[Exercise directions]
In the material below, find every line with "block" and pull it out.
[[ Record set open ]]
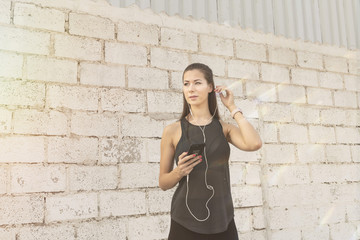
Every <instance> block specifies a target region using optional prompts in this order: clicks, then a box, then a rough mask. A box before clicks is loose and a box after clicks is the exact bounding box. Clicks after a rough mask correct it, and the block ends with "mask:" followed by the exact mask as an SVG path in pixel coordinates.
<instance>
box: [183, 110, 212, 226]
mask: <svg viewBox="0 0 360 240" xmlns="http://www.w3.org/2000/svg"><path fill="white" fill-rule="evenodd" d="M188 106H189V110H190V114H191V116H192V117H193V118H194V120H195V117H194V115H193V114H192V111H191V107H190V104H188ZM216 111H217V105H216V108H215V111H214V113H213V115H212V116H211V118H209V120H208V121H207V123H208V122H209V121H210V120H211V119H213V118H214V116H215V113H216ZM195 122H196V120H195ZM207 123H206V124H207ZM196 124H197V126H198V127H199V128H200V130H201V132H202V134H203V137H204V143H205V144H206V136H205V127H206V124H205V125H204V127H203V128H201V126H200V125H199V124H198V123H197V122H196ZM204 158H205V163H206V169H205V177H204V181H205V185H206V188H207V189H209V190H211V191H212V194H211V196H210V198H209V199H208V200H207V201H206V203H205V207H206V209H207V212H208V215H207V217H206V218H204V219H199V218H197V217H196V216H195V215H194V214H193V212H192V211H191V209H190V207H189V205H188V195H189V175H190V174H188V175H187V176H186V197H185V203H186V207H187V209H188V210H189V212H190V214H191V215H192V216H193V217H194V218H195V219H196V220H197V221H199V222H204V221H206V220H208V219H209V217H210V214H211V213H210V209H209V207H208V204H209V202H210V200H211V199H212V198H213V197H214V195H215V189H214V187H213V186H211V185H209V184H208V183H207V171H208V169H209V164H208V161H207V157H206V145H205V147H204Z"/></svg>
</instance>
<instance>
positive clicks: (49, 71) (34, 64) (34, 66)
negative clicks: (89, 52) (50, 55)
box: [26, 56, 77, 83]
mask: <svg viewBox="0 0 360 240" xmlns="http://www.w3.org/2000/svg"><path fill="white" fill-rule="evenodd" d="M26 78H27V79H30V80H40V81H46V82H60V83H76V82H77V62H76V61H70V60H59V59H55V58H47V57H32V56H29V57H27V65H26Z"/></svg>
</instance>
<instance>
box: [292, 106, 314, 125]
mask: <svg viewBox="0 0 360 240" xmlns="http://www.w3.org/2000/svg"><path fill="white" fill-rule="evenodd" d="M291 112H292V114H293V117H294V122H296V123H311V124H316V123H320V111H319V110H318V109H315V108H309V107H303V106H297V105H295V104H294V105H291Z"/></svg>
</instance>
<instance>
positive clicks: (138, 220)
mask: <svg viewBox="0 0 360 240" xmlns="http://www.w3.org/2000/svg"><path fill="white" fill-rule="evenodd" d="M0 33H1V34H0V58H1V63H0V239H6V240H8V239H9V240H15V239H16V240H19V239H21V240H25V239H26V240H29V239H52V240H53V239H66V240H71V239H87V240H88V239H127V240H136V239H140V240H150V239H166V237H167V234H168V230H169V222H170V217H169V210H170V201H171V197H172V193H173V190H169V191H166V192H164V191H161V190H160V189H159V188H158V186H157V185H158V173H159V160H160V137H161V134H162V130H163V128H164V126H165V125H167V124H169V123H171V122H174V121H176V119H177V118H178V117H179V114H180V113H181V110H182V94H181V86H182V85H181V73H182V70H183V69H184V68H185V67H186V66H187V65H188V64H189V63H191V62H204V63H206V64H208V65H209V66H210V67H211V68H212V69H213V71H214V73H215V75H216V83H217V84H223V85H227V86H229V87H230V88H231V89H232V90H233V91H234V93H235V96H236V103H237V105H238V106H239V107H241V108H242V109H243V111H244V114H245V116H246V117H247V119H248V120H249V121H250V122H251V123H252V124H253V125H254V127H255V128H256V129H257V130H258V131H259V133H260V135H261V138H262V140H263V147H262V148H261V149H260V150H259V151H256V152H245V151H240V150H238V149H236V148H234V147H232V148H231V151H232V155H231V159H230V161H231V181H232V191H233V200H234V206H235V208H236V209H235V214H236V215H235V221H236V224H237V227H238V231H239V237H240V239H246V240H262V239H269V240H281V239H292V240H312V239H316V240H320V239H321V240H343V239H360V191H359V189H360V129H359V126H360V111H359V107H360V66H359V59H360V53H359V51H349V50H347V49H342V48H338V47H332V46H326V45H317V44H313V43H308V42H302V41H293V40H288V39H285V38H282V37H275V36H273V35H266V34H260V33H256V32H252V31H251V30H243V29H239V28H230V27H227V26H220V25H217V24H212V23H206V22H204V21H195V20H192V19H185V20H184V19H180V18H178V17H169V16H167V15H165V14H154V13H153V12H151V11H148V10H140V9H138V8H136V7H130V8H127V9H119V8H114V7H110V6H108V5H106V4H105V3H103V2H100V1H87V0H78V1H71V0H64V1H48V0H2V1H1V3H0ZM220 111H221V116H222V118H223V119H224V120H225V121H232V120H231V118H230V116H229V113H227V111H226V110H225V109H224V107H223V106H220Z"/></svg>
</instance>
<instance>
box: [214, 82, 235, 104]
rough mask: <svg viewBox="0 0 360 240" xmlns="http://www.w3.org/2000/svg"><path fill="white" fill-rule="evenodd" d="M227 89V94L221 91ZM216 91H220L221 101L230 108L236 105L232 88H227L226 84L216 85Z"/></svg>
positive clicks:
[[ Record set closed ]]
[[ Record set open ]]
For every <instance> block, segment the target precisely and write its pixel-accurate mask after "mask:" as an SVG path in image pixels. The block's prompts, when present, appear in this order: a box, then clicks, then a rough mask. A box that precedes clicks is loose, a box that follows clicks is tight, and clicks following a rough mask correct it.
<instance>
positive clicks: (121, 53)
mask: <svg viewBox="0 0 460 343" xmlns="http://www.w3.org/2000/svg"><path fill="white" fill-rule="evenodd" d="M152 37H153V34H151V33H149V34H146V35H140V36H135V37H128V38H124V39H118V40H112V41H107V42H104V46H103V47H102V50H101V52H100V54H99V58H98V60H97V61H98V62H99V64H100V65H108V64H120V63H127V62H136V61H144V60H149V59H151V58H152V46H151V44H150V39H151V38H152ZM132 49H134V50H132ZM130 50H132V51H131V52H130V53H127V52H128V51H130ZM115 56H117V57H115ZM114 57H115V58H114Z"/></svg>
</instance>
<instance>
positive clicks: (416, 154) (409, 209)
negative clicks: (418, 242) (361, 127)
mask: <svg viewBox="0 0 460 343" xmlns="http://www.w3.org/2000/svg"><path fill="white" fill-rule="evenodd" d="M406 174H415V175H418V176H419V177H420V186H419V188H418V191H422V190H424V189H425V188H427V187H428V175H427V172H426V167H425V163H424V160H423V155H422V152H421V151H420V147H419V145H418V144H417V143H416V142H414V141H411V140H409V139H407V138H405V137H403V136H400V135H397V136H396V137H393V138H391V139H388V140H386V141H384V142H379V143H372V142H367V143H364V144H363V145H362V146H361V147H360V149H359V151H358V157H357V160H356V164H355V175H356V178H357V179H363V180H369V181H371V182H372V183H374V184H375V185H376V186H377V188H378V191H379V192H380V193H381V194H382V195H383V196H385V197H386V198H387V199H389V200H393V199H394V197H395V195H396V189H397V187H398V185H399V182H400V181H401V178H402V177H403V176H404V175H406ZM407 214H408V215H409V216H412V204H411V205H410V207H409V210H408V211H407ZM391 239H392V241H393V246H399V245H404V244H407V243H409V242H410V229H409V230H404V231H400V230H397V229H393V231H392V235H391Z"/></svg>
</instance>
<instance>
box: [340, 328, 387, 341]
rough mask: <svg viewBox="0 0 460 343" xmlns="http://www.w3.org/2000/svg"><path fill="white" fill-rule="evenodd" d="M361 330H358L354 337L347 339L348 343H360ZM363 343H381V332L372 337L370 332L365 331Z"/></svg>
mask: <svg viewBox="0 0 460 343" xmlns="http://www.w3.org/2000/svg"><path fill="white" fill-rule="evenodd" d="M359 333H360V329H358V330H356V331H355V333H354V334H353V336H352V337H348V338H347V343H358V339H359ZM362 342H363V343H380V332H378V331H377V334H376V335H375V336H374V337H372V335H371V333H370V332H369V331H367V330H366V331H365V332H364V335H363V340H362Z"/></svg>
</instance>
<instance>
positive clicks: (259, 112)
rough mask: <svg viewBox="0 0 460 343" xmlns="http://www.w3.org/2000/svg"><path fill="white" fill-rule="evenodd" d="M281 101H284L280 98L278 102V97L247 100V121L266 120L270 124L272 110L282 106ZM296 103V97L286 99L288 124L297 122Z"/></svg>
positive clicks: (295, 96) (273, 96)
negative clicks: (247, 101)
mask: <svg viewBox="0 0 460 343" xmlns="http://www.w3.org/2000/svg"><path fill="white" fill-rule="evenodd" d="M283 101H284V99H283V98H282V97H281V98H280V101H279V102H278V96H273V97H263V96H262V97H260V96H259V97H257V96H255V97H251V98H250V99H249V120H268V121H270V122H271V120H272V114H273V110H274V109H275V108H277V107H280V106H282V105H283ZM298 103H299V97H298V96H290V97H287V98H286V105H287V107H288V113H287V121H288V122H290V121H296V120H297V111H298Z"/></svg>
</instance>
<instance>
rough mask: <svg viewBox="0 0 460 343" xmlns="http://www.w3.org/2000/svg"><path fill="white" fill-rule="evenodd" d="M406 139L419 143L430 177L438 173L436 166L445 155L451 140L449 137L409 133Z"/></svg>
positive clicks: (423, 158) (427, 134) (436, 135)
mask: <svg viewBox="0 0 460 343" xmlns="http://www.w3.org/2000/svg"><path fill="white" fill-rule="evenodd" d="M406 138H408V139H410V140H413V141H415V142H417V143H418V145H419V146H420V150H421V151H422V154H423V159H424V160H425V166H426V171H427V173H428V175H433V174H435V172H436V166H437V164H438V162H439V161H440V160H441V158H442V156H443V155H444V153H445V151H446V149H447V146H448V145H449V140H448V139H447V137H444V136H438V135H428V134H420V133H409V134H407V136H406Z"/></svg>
[[ Record set closed ]]
[Answer space]
Every <instance> block specifies a target region using optional prompts in this order: clicks, then a box, then a rough mask. A box before clicks is loose and a box after clicks is the exact bounding box. Clicks after a rough mask correct it, and the block ends with "mask:" followed by the exact mask as an SVG path in pixel coordinates.
For every <instance> block, segment the target precisely and write its pixel-accurate mask after "mask:" as an SVG path in image pixels. The block's prompts, when present, appear in this order: a box, then clicks, then a rough mask. A box that precedes clicks is loose, a box that follows clicks is tight, and clicks following a rough mask correct it.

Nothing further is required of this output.